- **Short task**
Format each line of the listing below as one string in a JSON list, skipping blank lines.

.....

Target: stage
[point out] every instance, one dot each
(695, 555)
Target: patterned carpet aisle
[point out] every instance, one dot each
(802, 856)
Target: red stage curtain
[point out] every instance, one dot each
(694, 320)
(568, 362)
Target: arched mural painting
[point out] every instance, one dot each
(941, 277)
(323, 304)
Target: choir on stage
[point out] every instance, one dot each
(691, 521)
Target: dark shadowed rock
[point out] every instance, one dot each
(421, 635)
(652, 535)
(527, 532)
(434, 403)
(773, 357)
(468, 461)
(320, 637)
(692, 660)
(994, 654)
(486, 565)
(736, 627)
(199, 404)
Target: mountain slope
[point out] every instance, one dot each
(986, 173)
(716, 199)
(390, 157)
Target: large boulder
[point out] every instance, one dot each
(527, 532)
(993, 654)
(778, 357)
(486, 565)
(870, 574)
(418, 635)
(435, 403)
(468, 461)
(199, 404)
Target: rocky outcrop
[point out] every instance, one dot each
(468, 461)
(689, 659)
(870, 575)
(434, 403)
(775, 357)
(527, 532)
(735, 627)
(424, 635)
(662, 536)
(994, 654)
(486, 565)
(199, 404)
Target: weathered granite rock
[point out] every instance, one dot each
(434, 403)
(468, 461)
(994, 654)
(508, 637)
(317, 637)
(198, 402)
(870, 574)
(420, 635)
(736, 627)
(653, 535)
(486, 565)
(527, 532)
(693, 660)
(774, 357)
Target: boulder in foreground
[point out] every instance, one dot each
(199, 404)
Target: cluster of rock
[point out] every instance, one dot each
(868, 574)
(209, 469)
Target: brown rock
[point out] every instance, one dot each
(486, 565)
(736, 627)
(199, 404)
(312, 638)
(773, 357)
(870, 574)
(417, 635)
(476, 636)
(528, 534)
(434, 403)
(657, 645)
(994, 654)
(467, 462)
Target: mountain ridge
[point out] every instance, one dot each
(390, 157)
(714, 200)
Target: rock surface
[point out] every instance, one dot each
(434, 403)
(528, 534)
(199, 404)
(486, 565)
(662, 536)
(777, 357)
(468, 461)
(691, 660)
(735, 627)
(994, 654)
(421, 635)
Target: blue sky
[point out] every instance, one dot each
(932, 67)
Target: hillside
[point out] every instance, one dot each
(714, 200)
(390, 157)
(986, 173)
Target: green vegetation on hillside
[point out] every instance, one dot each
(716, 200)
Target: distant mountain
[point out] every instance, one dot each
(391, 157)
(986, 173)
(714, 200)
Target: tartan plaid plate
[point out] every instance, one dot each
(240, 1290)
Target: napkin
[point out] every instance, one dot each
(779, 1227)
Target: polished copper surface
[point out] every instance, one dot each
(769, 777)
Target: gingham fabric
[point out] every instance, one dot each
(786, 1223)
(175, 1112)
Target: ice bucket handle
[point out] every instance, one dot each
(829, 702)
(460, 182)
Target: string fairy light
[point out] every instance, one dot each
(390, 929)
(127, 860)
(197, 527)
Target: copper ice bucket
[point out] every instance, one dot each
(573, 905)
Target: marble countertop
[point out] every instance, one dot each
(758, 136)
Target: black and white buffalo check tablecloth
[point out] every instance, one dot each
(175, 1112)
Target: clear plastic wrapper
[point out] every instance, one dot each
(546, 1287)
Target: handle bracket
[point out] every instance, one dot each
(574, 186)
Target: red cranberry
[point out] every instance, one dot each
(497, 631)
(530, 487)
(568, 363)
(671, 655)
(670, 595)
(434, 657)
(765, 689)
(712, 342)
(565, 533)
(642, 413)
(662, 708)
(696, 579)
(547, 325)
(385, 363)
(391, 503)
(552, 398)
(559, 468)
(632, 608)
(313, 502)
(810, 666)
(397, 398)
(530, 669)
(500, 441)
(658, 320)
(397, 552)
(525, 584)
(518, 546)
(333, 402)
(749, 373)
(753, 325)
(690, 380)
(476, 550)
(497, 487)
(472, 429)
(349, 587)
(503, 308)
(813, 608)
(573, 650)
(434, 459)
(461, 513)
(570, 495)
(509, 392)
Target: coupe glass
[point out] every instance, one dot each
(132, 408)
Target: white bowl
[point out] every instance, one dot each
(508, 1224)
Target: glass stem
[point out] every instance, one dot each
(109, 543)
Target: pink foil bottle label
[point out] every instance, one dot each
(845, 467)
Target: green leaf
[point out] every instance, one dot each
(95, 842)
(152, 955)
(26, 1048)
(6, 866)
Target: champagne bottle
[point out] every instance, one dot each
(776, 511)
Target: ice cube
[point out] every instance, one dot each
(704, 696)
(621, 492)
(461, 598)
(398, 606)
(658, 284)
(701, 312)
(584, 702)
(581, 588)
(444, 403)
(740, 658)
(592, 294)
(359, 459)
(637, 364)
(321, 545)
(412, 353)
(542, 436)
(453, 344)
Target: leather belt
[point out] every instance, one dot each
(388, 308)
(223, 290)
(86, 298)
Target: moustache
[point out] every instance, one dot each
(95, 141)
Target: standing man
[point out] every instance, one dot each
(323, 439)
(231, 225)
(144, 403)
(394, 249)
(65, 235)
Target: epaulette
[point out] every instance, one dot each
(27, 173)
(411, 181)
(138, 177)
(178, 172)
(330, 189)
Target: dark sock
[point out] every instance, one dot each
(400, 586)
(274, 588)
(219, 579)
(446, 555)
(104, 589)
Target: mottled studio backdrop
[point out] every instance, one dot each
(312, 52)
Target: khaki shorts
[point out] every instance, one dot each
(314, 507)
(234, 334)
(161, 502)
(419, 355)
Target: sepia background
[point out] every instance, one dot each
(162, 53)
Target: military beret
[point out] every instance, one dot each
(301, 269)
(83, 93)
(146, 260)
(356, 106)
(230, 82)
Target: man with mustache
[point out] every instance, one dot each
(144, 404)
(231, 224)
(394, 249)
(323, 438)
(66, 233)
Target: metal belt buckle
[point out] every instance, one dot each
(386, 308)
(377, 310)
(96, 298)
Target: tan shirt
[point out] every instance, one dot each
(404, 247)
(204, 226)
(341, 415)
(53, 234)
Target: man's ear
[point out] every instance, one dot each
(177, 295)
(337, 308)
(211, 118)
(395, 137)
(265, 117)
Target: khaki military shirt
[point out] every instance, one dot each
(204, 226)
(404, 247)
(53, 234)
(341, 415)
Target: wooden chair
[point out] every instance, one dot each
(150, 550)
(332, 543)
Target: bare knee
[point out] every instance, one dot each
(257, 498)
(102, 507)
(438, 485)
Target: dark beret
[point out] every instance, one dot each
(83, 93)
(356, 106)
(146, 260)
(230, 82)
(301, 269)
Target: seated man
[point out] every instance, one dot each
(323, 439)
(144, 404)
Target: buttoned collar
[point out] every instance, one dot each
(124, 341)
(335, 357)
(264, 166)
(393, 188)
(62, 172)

.....

- **Answer to this exercise**
[
  "Target: stage",
  "[point out] every instance, one dot each",
  "(695, 555)",
  "Target: patterned carpet aisle",
  "[point out] every instance, one dot each",
  "(802, 856)",
  "Target: red stage curtain",
  "[point out] every instance, one dot each",
  "(694, 320)",
  "(568, 362)",
  "Target: arched mural painting",
  "[point out] every instance, one dot each",
  "(941, 277)",
  "(323, 304)",
  "Target: choir on stage",
  "[point out] every instance, one dot each",
  "(691, 521)",
  "Target: dark shadowed rock",
  "[point out] every instance, one dot each",
  "(421, 635)",
  "(652, 535)",
  "(527, 532)",
  "(434, 403)",
  "(773, 357)",
  "(468, 461)",
  "(320, 637)",
  "(692, 660)",
  "(994, 654)",
  "(486, 565)",
  "(736, 627)",
  "(199, 404)",
  "Target: mountain slope",
  "[point out] every instance, one dot each",
  "(986, 173)",
  "(716, 199)",
  "(390, 157)",
  "Target: large boulder",
  "[point out] every instance, one dot each",
  "(527, 532)",
  "(993, 654)",
  "(778, 357)",
  "(486, 565)",
  "(870, 574)",
  "(418, 635)",
  "(435, 403)",
  "(468, 461)",
  "(199, 404)",
  "Target: rocky outcrop",
  "[point out] every instance, one dot each",
  "(468, 461)",
  "(689, 659)",
  "(870, 575)",
  "(434, 403)",
  "(775, 357)",
  "(527, 532)",
  "(735, 627)",
  "(424, 635)",
  "(662, 536)",
  "(994, 654)",
  "(486, 565)",
  "(199, 404)",
  "Target: weathered granite rock",
  "[point out] every instance, one dot each",
  "(434, 403)",
  "(468, 461)",
  "(994, 654)",
  "(508, 637)",
  "(317, 637)",
  "(198, 402)",
  "(870, 574)",
  "(420, 635)",
  "(736, 627)",
  "(653, 535)",
  "(486, 565)",
  "(527, 532)",
  "(693, 660)",
  "(774, 357)",
  "Target: boulder in foreground",
  "[point out] every instance, one dot each",
  "(199, 404)",
  "Target: cluster of rock",
  "[point out] every instance, one dot each",
  "(868, 574)",
  "(209, 469)",
  "Target: brown rock",
  "[point out] every instance, one dot each",
  "(486, 565)",
  "(736, 627)",
  "(199, 404)",
  "(312, 638)",
  "(773, 357)",
  "(870, 574)",
  "(417, 635)",
  "(476, 636)",
  "(528, 534)",
  "(434, 403)",
  "(657, 645)",
  "(994, 654)",
  "(467, 462)",
  "Target: mountain ridge",
  "[point out] every instance, one dot each",
  "(390, 157)",
  "(714, 200)",
  "Target: rock surface",
  "[point out] every instance, one dot each",
  "(434, 403)",
  "(528, 534)",
  "(199, 404)",
  "(486, 565)",
  "(662, 536)",
  "(777, 357)",
  "(468, 461)",
  "(691, 660)",
  "(735, 627)",
  "(994, 654)",
  "(421, 635)",
  "Target: blue sky",
  "[point out] every instance, one dot each",
  "(932, 67)",
  "Target: hillside",
  "[point out] every instance, one dot each",
  "(714, 200)",
  "(390, 157)",
  "(986, 173)",
  "Target: green vegetation on hillside",
  "[point out] every instance, one dot each",
  "(716, 200)",
  "Target: distant mountain",
  "[point out] every instance, one dot each",
  "(391, 157)",
  "(986, 173)",
  "(714, 200)",
  "Target: tartan plaid plate",
  "[point out] every instance, one dot each",
  "(240, 1290)",
  "Target: napkin",
  "[point out] every instance, one dot each",
  "(779, 1227)",
  "Target: polished copper surface",
  "[point out] every instance, one dot each",
  "(769, 777)",
  "Target: gingham fabric",
  "[point out] every instance, one dot each",
  "(786, 1223)",
  "(175, 1112)",
  "Target: ice bucket handle",
  "[point out] every instance, one dot each",
  "(829, 702)",
  "(460, 182)",
  "Target: string fairy light",
  "[point out] every instance, one dot each",
  "(390, 929)",
  "(127, 860)",
  "(197, 527)",
  "Target: copper ice bucket",
  "[point out] every instance, one dot each",
  "(573, 905)",
  "Target: marble countertop",
  "[point out] every instance, one dot each",
  "(758, 136)",
  "Target: black and white buffalo check tablecloth",
  "[point out] every instance, one dot each",
  "(175, 1112)",
  "Target: clear plastic wrapper",
  "[point out] every instance, one dot each",
  "(546, 1287)",
  "Target: handle bracket",
  "[point out] every instance, one dot each",
  "(574, 186)",
  "Target: red cranberry",
  "[point out] every instance, one dot each",
  "(497, 631)",
  "(530, 487)",
  "(568, 363)",
  "(671, 655)",
  "(670, 595)",
  "(434, 657)",
  "(765, 689)",
  "(712, 342)",
  "(565, 533)",
  "(642, 413)",
  "(662, 708)",
  "(696, 579)",
  "(547, 325)",
  "(385, 363)",
  "(391, 503)",
  "(552, 398)",
  "(559, 468)",
  "(632, 608)",
  "(313, 502)",
  "(810, 666)",
  "(397, 398)",
  "(530, 669)",
  "(500, 441)",
  "(658, 320)",
  "(397, 552)",
  "(525, 584)",
  "(518, 546)",
  "(333, 402)",
  "(749, 373)",
  "(753, 325)",
  "(690, 380)",
  "(476, 550)",
  "(497, 487)",
  "(472, 429)",
  "(349, 587)",
  "(503, 308)",
  "(813, 608)",
  "(573, 650)",
  "(434, 459)",
  "(461, 513)",
  "(570, 495)",
  "(509, 392)",
  "Target: coupe glass",
  "[point out] every instance, one dot each",
  "(132, 408)",
  "Target: white bowl",
  "[point out] every instance, one dot each",
  "(508, 1224)",
  "Target: glass stem",
  "[point out] every instance, one dot each",
  "(109, 543)",
  "Target: pink foil bottle label",
  "[point out] every instance, one dot each",
  "(845, 467)",
  "Target: green leaf",
  "[point out] every instance, one dot each",
  "(95, 842)",
  "(152, 955)",
  "(26, 1048)",
  "(6, 866)",
  "Target: champagne bottle",
  "[point out] every instance, one dot each",
  "(776, 511)",
  "Target: ice cube",
  "[point out] every instance, one dot each",
  "(704, 696)",
  "(621, 492)",
  "(461, 598)",
  "(398, 606)",
  "(658, 284)",
  "(701, 312)",
  "(584, 702)",
  "(581, 588)",
  "(444, 403)",
  "(740, 658)",
  "(592, 294)",
  "(359, 459)",
  "(637, 364)",
  "(321, 545)",
  "(412, 353)",
  "(542, 436)",
  "(453, 344)",
  "Target: leather belt",
  "[point out] every instance, one dot each",
  "(388, 308)",
  "(223, 290)",
  "(86, 298)",
  "Target: moustache",
  "[point out] every instance, one dot each",
  "(95, 141)",
  "Target: standing man",
  "[point out] every instance, one dot each",
  "(323, 439)",
  "(231, 225)",
  "(144, 403)",
  "(394, 249)",
  "(65, 235)",
  "Target: epaulette",
  "[point out] every instance, one dot each",
  "(27, 173)",
  "(411, 181)",
  "(138, 177)",
  "(178, 172)",
  "(330, 189)",
  "Target: dark sock",
  "[point out] every instance, one dot each",
  "(400, 586)",
  "(274, 588)",
  "(219, 579)",
  "(446, 555)",
  "(104, 589)",
  "Target: mottled studio backdrop",
  "[point out] every instance, one dot each",
  "(312, 52)",
  "Target: khaki shorts",
  "[point out] every instance, one dot each",
  "(314, 507)",
  "(234, 334)",
  "(161, 502)",
  "(419, 355)",
  "Target: sepia background",
  "[point out] every instance, one dot each",
  "(162, 53)",
  "Target: military beret",
  "[point out] every instance, one dot each",
  "(301, 269)",
  "(83, 93)",
  "(146, 260)",
  "(356, 106)",
  "(230, 82)",
  "Target: man with mustache",
  "[point out] every instance, one dot each",
  "(144, 404)",
  "(231, 224)",
  "(394, 249)",
  "(323, 438)",
  "(66, 233)",
  "Target: metal belt buckle",
  "[point out] every instance, one dot each",
  "(386, 308)",
  "(377, 310)",
  "(96, 298)",
  "Target: tan shirt",
  "[point out] every instance, one dot each",
  "(404, 247)",
  "(204, 226)",
  "(341, 415)",
  "(53, 234)",
  "Target: man's ear",
  "[point out] every instance, one dot each",
  "(177, 295)",
  "(337, 308)",
  "(211, 118)",
  "(395, 137)",
  "(265, 117)",
  "Target: khaki military shirt",
  "[point out] every instance, one dot each",
  "(204, 226)",
  "(404, 247)",
  "(53, 234)",
  "(341, 415)",
  "Target: wooden chair",
  "[point out] every instance, one dot each",
  "(150, 550)",
  "(332, 543)",
  "Target: bare knee",
  "[point out] every instance, one dot each",
  "(257, 498)",
  "(102, 507)",
  "(438, 485)",
  "Target: dark beret",
  "[point out] every instance, one dot each",
  "(83, 93)",
  "(356, 106)",
  "(146, 260)",
  "(230, 82)",
  "(301, 269)",
  "Target: seated man",
  "[point out] every instance, one dot each",
  "(323, 439)",
  "(144, 404)",
  "Target: buttoned collar",
  "[point out] every instance, one dot each",
  "(124, 341)",
  "(335, 357)",
  "(264, 166)",
  "(393, 188)",
  "(62, 172)"
]